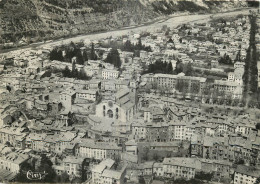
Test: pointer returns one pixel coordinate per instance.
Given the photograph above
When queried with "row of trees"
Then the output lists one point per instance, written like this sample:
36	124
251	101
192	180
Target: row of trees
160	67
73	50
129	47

* * *

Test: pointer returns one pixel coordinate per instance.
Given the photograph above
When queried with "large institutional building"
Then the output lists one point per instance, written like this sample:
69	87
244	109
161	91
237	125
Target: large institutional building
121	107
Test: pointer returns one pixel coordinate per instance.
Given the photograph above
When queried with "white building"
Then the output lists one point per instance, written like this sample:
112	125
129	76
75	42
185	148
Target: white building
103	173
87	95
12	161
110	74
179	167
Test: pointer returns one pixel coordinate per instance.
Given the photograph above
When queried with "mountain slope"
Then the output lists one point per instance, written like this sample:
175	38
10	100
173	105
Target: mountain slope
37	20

• [What is expected] Count the lines of the material above that contain the string "slope", matching case exactly, and reply with only that number.

• [Complete response] 2